══ AVAILABLE DATA

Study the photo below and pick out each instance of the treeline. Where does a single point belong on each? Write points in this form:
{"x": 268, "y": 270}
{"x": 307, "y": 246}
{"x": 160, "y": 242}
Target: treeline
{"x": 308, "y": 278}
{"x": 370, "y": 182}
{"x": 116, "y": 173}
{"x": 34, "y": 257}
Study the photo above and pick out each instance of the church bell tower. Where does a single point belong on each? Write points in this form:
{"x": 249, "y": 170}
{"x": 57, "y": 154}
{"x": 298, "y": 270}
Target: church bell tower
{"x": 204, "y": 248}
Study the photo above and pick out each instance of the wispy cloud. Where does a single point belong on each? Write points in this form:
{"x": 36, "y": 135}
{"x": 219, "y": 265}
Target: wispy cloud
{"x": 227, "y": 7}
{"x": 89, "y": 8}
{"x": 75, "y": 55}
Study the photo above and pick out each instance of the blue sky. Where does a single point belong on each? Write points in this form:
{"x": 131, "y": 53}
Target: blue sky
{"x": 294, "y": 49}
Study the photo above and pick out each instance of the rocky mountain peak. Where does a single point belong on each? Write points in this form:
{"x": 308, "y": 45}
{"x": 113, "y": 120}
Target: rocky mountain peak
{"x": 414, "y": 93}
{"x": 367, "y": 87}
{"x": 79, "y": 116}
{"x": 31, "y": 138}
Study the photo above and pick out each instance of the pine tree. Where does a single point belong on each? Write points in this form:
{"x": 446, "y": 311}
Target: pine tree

════

TASK TO CARRY OUT: Find each line in the records holding the string "pine" and show it.

RESPONSE TO THIS TASK:
Study the photo above and pick out each instance of the pine tree. Where does a single point belong on each? Write points in this form:
Target: pine tree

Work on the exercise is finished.